[CHECK YOUR UNDERSTANDING]:
**1)** Translate this sentence from the article on Rach Gia City's water shortage into Spanish: "The pregnant clouds broke a weeks-long drought caused by saline intrusion, but they only offered a brief respite."
**2)** According to the article on Rach Gia City's water shortage, how many water tank trucks did Kiwaco use on Monday?
**3)** Extend the article on Rach Gia City's water shortage with a few more paragraphs that follow on from its final sentence.

[TEXT PROVIDED]:
BEGIN
Residents in Kien Giang Province's Rach Gia City scrambled to find any kind of container in sight to help collect yesterday morning's rain.
|Residents of Kien Giang Province's Rach Gia City wait to collect potable water from a tanker. A serious water shortage has badly affected daily lives over the last several weeks. — VNA/VNS Photo Truong Giang|
The pregnant clouds broke a weeks-long drought caused by saline intrusion, but they only offered a brief respite.
The Kien Giang Water Supply and Sewerage Limited Company (Kiwaco) – the main water supplier in the area – said it only had enough water to satisfy local hospitals and residents' daily use for a few days.
Kiwaco Director Nguyen Duc Hien said the main reservoir of the Rach Gia Water Plant has completely dried up. On Monday, Kiwaco had to use 14 water tank trucks to transport water from its 50,000cu.m standby reservoir to supply water to hospitals, schools and some residential areas.
"With the standby reservoir, Kiwaco can only satisfy basic daily water needs for important areas in Rach Gia City for just 10-15 days," said Hien.
Since the start of July, Kiwaco's fresh water supply had been cut off. The Rach Gia – Long Xuyen Canal, which supplies raw water to the company's reservoirs, recorded a high level of salinity.
The water levels in the area's rivers and canals are also lower than last year. With high tides, seawater moved further inland than usual.
Le Xuan Hien, deputy director of the province's Centre for Hydro-Meteorological Forecasting, said the salinity of water in the Rach Gia – Long Xuyen Canal has reached 0.7 per cent as of Sunday. Since 1990, the canal's July salinity readings had always been between 0.2-0.3 per cent. This year's number marks a drastic departure.
END
[RECORDS]:
BEGIN
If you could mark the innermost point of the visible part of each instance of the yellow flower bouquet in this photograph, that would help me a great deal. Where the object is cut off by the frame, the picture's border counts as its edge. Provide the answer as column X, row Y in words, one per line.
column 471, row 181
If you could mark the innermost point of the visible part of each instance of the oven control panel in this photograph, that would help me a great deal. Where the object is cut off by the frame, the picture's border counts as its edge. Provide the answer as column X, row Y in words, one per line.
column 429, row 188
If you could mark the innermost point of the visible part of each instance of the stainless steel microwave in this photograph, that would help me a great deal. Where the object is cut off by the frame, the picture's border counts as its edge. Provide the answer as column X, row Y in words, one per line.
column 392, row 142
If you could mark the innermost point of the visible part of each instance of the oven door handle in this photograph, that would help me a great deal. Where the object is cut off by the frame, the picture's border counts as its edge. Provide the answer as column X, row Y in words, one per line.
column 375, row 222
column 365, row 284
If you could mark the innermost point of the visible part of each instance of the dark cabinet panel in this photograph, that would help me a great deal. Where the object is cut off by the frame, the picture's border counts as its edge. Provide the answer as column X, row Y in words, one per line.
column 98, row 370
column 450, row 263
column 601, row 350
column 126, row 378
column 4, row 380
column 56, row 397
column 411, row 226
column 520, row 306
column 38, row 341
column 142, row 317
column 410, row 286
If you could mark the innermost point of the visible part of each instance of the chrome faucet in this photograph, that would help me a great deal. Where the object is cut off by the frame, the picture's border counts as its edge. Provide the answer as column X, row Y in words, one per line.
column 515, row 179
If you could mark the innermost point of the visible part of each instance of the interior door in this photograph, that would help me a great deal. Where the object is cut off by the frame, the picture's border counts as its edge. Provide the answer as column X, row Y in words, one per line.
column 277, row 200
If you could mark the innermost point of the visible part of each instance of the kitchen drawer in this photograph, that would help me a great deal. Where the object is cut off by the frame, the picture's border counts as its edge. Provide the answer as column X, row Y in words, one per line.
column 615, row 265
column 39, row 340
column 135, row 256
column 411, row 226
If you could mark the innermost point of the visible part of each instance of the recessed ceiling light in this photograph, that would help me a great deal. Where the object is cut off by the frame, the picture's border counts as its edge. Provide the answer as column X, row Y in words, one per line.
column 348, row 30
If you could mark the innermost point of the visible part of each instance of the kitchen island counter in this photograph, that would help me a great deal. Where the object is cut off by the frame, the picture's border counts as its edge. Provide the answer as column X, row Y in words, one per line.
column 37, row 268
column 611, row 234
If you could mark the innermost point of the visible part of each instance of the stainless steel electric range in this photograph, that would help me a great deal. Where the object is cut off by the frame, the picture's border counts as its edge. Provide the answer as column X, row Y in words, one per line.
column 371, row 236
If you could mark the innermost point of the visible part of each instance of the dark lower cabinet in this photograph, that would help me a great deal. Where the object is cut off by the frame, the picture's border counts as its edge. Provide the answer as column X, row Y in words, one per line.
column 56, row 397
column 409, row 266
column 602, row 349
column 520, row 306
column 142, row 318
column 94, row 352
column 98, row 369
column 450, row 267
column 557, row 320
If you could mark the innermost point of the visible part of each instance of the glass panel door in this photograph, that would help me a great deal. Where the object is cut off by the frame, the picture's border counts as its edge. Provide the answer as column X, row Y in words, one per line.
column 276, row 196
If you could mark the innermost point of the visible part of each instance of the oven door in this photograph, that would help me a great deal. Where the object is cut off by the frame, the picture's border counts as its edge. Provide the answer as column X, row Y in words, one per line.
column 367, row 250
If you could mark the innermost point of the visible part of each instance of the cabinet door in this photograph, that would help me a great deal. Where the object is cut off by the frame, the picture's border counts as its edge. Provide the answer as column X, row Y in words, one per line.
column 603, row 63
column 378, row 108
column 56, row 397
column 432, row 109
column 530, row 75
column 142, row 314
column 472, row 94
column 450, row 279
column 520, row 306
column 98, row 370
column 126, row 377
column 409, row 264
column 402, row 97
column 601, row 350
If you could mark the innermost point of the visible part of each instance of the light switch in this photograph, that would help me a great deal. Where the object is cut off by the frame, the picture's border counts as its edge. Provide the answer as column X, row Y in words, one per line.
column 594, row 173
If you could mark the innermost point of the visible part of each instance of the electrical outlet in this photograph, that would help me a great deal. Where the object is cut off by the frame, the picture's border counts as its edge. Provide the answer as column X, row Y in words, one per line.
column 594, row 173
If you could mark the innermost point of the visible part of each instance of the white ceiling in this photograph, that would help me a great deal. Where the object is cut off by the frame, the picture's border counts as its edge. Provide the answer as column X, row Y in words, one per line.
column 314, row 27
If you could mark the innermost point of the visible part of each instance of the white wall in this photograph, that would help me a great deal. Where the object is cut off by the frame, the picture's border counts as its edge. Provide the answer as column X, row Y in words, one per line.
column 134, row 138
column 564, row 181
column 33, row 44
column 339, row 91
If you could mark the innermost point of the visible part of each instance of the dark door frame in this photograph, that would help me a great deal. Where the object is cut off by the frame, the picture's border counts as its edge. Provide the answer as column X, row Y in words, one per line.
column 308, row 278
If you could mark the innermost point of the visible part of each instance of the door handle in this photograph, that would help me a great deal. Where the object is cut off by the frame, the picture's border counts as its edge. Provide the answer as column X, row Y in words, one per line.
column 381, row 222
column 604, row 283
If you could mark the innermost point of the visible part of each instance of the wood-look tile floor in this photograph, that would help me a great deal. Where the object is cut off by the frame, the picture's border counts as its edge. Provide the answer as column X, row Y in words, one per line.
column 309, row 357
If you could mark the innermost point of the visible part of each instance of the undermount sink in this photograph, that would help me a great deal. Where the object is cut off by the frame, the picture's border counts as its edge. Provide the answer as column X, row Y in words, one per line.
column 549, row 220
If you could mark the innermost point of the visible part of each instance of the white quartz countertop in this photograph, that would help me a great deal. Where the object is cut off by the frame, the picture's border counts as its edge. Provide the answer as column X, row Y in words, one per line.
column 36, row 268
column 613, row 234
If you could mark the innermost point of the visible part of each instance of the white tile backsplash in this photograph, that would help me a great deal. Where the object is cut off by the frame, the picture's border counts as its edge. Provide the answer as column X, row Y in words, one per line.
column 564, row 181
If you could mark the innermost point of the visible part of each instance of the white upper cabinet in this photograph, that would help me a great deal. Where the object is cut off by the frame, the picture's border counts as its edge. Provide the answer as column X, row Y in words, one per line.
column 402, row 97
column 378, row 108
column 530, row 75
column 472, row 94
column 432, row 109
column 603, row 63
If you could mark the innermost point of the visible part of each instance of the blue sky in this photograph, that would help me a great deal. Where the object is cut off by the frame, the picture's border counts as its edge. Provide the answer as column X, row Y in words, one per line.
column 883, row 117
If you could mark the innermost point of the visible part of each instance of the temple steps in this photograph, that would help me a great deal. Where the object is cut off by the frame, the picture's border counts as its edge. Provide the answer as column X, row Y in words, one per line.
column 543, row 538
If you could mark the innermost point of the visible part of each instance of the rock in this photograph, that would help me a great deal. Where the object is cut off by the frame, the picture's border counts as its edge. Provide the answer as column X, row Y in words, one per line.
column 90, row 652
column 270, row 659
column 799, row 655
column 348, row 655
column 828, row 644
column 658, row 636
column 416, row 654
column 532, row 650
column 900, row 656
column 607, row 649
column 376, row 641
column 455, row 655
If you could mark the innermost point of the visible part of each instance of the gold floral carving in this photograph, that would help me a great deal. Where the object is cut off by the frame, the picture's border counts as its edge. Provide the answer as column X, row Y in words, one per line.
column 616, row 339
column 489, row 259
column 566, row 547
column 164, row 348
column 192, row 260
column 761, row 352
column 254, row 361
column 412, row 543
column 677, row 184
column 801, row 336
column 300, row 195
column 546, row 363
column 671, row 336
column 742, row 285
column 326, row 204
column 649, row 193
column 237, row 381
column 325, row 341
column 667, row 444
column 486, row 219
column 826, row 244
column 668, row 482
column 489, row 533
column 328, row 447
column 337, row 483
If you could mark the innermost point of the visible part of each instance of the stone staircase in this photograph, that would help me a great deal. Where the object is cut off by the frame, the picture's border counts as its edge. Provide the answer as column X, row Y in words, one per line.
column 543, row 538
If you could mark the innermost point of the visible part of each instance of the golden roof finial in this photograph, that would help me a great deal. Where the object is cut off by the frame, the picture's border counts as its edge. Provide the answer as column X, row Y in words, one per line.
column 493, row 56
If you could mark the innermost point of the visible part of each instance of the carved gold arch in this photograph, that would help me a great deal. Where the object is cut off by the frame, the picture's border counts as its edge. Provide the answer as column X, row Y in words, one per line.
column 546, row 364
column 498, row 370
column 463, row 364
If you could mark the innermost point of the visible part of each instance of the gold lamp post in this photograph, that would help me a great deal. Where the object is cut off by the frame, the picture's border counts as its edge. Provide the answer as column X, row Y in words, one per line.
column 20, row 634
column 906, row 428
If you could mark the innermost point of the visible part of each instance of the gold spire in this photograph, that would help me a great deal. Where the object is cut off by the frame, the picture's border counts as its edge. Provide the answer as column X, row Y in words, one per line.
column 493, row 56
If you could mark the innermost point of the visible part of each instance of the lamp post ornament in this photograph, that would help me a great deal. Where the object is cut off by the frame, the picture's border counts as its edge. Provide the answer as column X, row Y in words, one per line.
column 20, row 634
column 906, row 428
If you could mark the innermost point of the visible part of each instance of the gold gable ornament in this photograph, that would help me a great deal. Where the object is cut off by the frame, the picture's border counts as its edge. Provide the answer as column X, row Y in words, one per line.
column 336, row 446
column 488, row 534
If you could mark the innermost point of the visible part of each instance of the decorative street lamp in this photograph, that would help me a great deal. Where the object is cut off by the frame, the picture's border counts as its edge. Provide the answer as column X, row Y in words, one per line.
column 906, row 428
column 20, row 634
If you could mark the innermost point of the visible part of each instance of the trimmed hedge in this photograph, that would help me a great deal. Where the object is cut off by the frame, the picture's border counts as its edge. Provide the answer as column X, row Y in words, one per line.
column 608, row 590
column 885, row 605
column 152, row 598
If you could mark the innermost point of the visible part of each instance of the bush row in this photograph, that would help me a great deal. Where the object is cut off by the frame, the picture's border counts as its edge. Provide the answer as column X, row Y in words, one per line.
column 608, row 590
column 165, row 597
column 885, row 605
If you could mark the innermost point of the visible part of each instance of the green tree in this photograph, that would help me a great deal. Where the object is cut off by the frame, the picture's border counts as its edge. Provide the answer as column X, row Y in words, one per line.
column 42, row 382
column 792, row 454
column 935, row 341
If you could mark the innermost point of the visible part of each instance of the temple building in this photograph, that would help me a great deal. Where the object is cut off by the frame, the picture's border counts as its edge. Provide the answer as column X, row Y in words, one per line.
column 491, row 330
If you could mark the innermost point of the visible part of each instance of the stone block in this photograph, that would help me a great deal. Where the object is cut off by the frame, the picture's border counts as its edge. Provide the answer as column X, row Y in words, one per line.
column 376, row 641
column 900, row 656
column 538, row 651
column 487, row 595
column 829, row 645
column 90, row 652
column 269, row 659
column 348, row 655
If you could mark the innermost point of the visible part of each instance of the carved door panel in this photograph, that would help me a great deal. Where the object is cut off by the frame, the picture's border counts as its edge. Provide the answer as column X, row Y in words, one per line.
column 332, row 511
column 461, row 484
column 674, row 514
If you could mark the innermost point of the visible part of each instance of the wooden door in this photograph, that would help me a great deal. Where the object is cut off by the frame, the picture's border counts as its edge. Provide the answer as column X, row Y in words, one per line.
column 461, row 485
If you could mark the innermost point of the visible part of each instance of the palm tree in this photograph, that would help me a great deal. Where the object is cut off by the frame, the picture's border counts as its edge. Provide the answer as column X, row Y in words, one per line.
END
[ANSWERS BY ITEM]:
**1)** Las nubes cargadas rompieron una sequía de semanas causada por la intrusión salina, pero solo ofrecieron un breve respiro.

**2)** 14 water tank trucks.

**3)**
The weather forecast shows little chance of rain for the rest of this month, so the salinity of water in canals in Rach Gia City and Hon Dat, Tan Hiep, Kien Luong and Giang Thanh districts is expected to increase, Xuan Hien said.
At an urgent meeting on Monday, the deputy chairman of the provincial People's Committee, Mai Van Huynh, asked Kiwaco and other agencies to transport water from other places to the city by barge, fire-fighting vehicles and water tank trucks. He also urged households with bored wells to share water with their neighbours.
Huynh asked relevant bodies to conduct research on mixtures of saline water and reserved fresh water that could be safe for human health and monitor water prices.
"Our daily activities have become pretty difficult. Our family is able to get only a few buckets of water from mobile water tankers, enough for drinking and cooking. Taking a bath seems to be too luxurious at the moment," said local resident Duong Chi Thien.